It is possible that the relationship between increased gesture, short description lengths, and decreased familiarity demonstrates the same effect, that gesture is being used as an aid to the speaker in advance or in place of speech. Previous studies have concluded that gesture is likely a strategy that compensates for the limits of working memory (de Ruiter 2000; Goodrich Smith and Hudson Kam 2012; Kendon 1972, 2004; Morsella and Krauss 2004; Wesp et al. 2001). Here speakers might be using gesture in part to help maintain a witnessed experience in working memory by physically simulating it while they search for appropriate labels. It is also possible that gesture is assisting speakers to counter the limitations of working memory by allowing them to remember from the environment, a proposition of some theories of embodied cognition (see Wilson 2002 for discussion).
Data for this study came from 11 speakers. The limited number of speakers affects the study’s power and the generalizability of findings. Additionally, the sample was drawn from a fairly homogenous population of American university students. These individuals were all roughly the same age, and it is reasonable to assume that their life experiences, peer groups, and communication habits were all fairly similar. Effects of description length and familiarity found in the first analysis and effects of the action being in focus and action familiarity impacting the amount of gesture and gesture length were found. Further analysis with a larger, more varied population should be conducted to determine whether the effects hold.

▸ DATA ROWS
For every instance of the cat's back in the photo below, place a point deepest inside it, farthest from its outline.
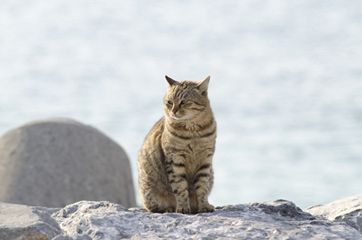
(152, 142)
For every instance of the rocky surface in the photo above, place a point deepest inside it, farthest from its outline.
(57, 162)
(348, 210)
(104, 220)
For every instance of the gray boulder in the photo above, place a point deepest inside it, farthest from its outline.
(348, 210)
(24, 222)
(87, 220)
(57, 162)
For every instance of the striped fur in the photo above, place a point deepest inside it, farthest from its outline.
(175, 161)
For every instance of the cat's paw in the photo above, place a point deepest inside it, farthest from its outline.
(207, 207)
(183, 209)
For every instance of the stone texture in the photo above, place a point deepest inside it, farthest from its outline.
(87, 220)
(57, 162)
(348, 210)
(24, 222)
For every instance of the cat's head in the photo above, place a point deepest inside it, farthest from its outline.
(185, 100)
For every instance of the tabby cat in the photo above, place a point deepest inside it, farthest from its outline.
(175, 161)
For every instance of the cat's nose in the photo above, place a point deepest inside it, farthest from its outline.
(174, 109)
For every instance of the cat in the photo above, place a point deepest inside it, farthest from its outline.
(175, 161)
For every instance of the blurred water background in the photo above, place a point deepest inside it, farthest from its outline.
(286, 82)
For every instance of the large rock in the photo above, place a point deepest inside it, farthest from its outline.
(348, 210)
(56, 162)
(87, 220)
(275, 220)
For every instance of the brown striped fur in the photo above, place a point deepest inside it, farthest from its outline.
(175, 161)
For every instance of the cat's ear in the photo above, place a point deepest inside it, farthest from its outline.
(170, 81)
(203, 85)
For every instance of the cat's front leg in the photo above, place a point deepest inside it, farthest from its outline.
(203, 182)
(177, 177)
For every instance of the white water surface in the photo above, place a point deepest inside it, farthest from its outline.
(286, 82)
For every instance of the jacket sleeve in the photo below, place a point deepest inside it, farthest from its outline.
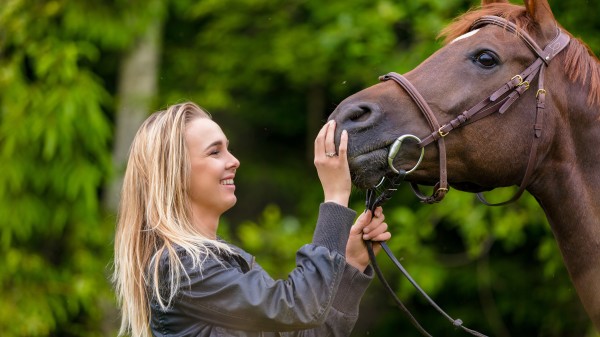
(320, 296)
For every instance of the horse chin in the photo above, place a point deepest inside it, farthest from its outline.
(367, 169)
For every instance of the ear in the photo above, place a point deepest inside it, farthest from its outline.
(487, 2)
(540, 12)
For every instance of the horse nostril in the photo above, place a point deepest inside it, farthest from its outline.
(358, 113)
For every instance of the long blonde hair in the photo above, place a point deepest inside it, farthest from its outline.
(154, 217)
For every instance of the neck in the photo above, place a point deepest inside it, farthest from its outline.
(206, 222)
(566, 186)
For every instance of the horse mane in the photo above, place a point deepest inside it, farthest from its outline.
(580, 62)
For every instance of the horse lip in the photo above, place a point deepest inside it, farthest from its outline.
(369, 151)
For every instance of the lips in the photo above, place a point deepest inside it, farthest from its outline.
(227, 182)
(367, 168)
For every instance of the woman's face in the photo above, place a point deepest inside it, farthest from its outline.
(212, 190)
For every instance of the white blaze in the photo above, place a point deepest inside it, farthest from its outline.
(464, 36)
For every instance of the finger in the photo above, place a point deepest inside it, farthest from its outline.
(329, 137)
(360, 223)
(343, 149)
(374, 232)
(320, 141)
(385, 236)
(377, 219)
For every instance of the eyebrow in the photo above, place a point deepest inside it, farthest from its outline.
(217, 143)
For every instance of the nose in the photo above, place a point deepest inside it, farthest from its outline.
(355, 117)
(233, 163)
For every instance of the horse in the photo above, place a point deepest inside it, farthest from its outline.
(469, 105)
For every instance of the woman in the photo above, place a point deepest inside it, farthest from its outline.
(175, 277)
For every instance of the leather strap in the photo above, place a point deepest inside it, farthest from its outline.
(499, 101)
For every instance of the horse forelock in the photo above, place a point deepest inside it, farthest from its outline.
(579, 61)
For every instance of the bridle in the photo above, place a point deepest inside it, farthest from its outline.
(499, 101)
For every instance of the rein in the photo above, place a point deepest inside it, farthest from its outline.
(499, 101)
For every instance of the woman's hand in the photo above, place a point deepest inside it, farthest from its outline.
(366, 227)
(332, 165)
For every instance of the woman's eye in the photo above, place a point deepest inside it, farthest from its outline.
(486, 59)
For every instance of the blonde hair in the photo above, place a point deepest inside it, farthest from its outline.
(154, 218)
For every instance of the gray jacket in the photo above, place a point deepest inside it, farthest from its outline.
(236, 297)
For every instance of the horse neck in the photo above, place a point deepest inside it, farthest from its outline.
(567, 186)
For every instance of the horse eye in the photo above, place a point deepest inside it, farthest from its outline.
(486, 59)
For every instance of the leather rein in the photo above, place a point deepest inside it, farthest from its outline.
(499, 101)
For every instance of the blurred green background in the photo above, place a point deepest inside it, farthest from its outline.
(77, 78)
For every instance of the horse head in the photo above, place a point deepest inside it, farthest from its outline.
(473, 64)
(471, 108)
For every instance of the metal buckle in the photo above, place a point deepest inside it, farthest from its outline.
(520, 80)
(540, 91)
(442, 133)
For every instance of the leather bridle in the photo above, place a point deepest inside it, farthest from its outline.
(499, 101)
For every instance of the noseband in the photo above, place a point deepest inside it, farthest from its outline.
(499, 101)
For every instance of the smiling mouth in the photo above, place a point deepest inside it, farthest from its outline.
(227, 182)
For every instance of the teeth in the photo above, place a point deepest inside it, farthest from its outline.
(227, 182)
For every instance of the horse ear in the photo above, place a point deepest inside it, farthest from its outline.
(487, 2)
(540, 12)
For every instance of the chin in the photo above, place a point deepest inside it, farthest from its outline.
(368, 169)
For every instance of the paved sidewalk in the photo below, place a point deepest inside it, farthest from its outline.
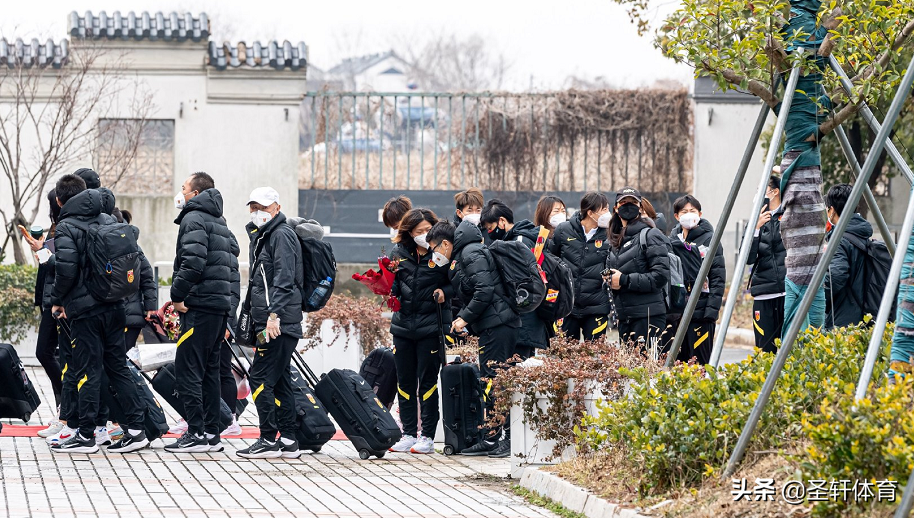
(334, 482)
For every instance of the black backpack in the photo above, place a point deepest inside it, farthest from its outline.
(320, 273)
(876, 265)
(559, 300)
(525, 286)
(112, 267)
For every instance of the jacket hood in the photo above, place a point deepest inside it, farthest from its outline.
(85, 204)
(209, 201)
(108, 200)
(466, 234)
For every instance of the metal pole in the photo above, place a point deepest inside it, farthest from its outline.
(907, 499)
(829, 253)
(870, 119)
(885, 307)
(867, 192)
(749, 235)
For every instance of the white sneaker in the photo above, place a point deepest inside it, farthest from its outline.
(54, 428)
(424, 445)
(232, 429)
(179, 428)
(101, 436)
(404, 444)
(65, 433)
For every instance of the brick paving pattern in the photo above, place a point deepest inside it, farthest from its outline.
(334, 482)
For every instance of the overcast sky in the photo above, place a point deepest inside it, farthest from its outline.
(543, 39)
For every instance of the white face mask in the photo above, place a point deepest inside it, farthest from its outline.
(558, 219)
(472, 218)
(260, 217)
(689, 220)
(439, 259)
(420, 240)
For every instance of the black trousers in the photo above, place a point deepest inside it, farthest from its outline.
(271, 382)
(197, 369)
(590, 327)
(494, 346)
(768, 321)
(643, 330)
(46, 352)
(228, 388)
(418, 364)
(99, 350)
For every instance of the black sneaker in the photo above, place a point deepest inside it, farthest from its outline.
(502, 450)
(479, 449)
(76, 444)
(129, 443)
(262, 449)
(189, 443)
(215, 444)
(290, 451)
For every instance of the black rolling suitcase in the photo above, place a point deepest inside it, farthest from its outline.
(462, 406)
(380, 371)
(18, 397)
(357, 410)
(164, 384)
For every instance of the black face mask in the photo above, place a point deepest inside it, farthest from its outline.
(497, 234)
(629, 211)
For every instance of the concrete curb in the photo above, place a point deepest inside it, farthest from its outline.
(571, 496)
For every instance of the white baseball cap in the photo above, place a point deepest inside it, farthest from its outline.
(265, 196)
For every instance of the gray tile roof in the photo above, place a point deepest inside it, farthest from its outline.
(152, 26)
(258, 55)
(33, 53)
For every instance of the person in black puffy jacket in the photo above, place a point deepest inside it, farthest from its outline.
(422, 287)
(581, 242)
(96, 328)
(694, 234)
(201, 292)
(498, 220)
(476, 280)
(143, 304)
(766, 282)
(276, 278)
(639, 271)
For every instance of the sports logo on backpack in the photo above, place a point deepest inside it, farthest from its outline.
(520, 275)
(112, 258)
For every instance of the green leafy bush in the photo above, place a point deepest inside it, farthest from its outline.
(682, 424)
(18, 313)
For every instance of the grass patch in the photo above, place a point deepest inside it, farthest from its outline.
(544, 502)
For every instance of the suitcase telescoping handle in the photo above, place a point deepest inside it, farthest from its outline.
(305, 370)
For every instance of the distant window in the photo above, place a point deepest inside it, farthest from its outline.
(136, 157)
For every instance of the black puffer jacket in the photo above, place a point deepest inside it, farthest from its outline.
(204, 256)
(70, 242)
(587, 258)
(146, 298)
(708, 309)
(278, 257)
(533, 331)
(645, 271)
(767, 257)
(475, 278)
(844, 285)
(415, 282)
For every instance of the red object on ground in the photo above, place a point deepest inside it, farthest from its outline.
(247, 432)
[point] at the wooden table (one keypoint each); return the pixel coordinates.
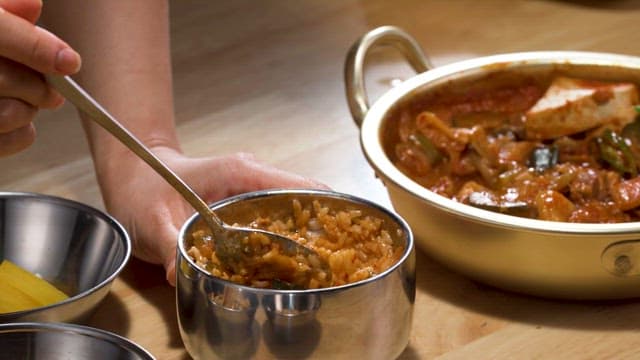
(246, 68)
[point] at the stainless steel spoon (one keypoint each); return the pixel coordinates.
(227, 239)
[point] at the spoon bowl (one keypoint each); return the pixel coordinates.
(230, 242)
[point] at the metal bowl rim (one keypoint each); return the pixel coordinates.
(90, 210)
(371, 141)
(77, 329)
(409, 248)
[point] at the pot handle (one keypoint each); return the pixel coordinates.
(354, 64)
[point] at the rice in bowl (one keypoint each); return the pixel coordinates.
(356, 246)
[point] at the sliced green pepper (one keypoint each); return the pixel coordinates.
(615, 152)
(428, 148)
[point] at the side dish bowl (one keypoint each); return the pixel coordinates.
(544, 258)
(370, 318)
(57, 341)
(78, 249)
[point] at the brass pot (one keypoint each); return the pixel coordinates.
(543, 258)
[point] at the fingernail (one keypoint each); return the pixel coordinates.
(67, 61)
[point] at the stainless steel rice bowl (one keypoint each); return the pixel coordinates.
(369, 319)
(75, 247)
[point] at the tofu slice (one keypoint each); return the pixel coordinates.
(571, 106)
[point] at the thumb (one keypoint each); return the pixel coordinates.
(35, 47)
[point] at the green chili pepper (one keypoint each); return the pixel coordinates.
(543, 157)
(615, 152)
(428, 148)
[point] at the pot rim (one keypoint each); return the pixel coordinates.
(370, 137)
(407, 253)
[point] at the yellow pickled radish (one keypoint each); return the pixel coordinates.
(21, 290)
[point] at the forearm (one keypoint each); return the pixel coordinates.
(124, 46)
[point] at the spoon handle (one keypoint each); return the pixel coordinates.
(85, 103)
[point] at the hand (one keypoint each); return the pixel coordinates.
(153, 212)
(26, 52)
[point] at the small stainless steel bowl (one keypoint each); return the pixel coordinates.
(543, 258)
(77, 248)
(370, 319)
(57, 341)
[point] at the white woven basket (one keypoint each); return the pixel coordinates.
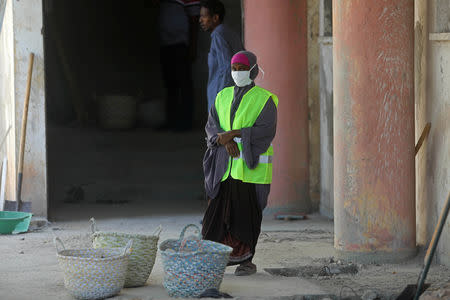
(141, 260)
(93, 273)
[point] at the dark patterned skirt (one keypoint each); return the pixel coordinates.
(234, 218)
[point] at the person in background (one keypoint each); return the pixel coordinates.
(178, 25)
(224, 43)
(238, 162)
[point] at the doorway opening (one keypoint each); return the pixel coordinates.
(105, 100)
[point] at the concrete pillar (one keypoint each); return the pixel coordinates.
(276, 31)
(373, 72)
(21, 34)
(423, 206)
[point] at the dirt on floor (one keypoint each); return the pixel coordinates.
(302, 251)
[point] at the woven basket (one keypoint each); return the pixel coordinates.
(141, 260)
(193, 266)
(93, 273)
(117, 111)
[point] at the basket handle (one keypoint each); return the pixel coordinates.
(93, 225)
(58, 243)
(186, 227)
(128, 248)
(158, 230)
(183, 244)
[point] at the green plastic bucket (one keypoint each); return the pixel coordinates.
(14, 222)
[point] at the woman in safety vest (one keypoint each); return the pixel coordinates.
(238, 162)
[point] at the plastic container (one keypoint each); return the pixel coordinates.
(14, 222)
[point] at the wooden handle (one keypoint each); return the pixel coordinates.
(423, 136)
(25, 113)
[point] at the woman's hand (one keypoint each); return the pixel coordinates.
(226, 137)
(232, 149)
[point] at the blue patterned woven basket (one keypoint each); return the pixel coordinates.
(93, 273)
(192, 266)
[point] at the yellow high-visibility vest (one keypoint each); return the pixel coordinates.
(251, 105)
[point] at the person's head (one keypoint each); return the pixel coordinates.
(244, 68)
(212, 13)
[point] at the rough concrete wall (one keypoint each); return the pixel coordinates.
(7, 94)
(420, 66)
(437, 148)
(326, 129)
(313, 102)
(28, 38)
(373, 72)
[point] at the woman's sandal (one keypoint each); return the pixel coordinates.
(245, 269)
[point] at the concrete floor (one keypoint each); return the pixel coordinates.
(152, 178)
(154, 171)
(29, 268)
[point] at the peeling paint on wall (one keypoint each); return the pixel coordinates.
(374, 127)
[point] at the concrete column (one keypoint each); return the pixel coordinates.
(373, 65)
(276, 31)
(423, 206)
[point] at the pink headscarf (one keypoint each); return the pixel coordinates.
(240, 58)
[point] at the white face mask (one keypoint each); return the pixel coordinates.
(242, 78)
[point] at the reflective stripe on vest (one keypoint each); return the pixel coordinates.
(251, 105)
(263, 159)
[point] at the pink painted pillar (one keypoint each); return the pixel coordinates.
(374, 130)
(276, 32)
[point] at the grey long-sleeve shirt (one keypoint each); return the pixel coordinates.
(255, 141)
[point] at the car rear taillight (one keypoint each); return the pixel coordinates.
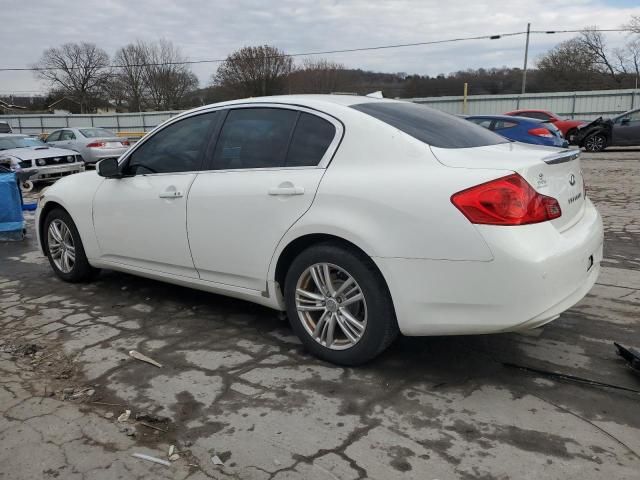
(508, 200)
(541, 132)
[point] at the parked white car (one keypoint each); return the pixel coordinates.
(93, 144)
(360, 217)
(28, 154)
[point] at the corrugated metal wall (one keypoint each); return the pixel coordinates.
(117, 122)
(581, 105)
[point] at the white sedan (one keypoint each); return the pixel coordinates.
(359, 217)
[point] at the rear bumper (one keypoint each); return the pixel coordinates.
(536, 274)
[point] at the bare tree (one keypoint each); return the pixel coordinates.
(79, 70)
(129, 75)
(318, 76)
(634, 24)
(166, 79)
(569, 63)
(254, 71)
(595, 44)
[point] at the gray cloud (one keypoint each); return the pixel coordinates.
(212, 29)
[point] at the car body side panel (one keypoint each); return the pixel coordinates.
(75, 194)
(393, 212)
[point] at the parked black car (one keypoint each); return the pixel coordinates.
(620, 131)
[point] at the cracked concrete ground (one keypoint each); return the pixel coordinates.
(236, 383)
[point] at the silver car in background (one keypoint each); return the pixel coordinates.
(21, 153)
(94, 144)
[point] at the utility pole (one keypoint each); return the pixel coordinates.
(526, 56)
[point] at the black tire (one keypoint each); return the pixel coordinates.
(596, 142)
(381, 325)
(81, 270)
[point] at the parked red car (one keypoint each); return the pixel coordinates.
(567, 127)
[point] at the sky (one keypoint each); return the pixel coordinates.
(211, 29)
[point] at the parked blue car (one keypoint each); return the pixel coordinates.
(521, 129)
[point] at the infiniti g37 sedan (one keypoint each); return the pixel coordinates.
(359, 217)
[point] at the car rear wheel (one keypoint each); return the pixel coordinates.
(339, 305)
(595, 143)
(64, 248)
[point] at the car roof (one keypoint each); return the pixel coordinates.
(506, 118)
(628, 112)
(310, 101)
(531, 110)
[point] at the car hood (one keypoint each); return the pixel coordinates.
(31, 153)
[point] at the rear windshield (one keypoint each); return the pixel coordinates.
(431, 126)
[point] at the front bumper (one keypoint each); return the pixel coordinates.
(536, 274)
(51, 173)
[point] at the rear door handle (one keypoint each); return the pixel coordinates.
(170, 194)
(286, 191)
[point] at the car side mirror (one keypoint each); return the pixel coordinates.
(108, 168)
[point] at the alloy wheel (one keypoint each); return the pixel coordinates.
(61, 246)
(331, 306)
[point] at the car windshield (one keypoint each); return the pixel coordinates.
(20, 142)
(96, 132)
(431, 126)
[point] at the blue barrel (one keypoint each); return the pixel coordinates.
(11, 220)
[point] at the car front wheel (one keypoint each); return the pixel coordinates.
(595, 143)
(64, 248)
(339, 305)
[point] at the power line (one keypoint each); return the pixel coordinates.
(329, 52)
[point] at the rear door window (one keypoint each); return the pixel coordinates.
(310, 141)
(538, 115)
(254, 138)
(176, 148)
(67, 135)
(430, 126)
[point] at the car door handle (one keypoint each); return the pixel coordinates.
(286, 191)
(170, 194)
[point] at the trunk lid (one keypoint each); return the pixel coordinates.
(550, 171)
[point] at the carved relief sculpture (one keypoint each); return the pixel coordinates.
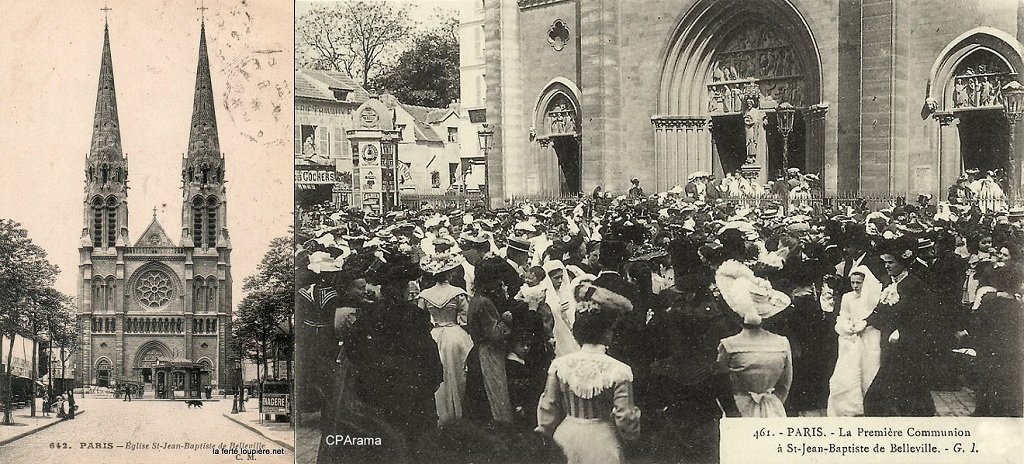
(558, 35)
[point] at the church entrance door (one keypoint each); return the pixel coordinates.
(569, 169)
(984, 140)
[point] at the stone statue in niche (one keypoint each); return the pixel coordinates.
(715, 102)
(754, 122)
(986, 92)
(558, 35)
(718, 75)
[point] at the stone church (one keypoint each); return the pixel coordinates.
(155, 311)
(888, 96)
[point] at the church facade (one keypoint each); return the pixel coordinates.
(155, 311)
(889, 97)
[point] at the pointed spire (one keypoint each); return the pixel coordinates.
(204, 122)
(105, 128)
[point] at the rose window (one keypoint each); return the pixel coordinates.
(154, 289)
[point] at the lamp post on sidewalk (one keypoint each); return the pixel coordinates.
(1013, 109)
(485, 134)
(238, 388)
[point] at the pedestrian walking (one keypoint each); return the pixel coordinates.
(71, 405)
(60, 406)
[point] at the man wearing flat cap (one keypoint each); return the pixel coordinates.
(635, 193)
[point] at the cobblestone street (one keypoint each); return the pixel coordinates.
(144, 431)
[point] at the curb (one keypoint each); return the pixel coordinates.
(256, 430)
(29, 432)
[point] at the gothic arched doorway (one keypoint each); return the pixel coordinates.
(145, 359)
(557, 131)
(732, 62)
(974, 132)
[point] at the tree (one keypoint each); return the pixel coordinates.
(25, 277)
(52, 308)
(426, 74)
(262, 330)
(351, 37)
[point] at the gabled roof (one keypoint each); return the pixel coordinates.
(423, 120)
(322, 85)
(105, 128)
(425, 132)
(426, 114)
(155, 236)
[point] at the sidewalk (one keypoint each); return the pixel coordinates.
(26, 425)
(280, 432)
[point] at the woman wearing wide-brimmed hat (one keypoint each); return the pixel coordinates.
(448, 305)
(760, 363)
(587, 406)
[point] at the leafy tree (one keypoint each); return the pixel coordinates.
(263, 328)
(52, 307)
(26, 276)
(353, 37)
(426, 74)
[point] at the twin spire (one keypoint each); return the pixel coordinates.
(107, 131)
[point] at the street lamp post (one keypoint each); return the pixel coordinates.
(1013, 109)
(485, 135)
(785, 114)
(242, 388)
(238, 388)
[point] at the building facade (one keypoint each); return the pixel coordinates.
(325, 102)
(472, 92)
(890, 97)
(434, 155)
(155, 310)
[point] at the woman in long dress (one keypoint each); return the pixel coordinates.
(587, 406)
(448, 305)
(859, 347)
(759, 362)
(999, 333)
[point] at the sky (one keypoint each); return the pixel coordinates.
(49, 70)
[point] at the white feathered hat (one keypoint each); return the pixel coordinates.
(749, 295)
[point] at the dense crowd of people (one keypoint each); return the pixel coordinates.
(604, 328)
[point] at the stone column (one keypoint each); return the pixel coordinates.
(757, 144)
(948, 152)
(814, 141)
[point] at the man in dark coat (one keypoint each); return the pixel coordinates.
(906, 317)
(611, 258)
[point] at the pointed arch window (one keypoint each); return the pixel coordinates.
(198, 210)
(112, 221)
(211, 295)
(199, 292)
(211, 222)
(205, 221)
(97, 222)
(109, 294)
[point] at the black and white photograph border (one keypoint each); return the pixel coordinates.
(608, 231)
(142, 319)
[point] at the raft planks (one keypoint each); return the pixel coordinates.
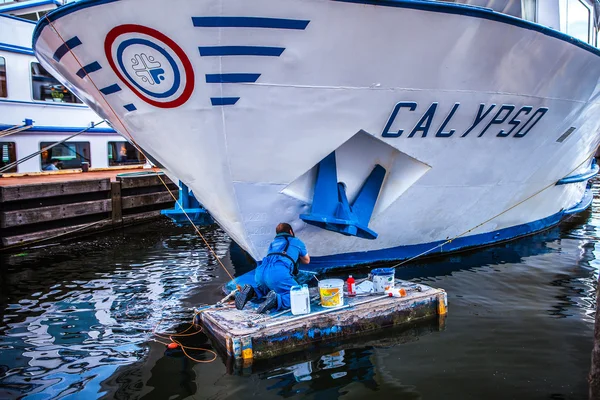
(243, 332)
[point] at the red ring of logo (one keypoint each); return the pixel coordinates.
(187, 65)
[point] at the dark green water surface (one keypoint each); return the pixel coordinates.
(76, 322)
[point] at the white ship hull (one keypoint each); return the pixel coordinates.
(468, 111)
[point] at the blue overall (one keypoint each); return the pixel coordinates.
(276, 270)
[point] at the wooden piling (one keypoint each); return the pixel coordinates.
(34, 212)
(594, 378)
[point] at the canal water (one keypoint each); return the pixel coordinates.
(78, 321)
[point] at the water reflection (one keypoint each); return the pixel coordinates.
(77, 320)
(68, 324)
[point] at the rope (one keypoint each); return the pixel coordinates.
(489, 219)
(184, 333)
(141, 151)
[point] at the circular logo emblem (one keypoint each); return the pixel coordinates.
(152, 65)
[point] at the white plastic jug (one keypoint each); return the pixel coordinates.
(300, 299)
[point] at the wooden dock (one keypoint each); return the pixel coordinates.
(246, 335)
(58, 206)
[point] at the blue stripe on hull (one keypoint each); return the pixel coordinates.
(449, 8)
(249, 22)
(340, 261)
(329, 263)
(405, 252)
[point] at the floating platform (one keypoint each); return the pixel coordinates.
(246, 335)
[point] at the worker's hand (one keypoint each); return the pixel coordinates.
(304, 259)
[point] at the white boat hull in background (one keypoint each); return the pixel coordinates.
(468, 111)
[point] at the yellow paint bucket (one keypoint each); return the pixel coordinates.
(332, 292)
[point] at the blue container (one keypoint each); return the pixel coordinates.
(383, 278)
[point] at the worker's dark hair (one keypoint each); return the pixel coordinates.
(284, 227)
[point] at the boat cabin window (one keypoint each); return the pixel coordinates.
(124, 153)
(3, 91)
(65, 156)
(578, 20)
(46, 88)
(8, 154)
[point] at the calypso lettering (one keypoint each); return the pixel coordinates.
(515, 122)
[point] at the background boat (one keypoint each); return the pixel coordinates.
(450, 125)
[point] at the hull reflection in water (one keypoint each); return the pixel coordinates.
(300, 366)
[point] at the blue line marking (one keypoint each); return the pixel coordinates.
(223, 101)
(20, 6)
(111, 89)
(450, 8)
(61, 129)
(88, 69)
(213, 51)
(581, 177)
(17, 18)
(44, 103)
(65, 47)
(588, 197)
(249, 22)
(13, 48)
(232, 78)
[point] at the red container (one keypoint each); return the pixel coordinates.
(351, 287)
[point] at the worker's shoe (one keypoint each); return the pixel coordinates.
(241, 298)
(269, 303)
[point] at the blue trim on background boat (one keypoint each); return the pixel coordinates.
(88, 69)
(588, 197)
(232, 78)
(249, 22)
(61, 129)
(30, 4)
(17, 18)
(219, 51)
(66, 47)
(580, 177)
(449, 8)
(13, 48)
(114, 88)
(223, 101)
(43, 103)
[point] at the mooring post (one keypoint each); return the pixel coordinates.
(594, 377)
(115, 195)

▸ TASKS TO COMPLETE
A) From the gesture passage, extract the words between "It is possible" and "2002 for discussion).", inclusive.
B) Using the gesture passage, decide whether each statement agrees with it, and support each answer with the deciding words of the passage. (i) The study's data came from 11 speakers. (ii) The speakers were drawn from a varied population spanning different ages. (iii) Earlier studies concluded that gesture likely compensates for the limits of working memory.

▸ RESPONSES TO THE TASKS
A)
It is possible that the relationship between increased gesture, short description lengths, and decreased familiarity demonstrates the same effect, that gesture is being used as an aid to the speaker in advance or in place of speech. Previous studies have concluded that gesture is likely a strategy that compensates for the limits of working memory (de Ruiter 2000; Goodrich Smith and Hudson Kam 2012; Kendon 1972, 2004; Morsella and Krauss 2004; Wesp et al. 2001). Here speakers might be using gesture in part to help maintain a witnessed experience in working memory by physically simulating it while they search for appropriate labels. It is also possible that gesture is assisting speakers to counter the limitations of working memory by allowing them to remember from the environment, a proposition of some theories of embodied cognition (see Wilson 2002 for discussion).

B)
(i) Yes: "Data for this study came from 11 speakers."
(ii) No: "the sample was drawn from a fairly homogenous population of American university students. These individuals were all roughly the same age"
(iii) Yes: "Previous studies have concluded that gesture is likely a strategy that compensates for the limits of working memory"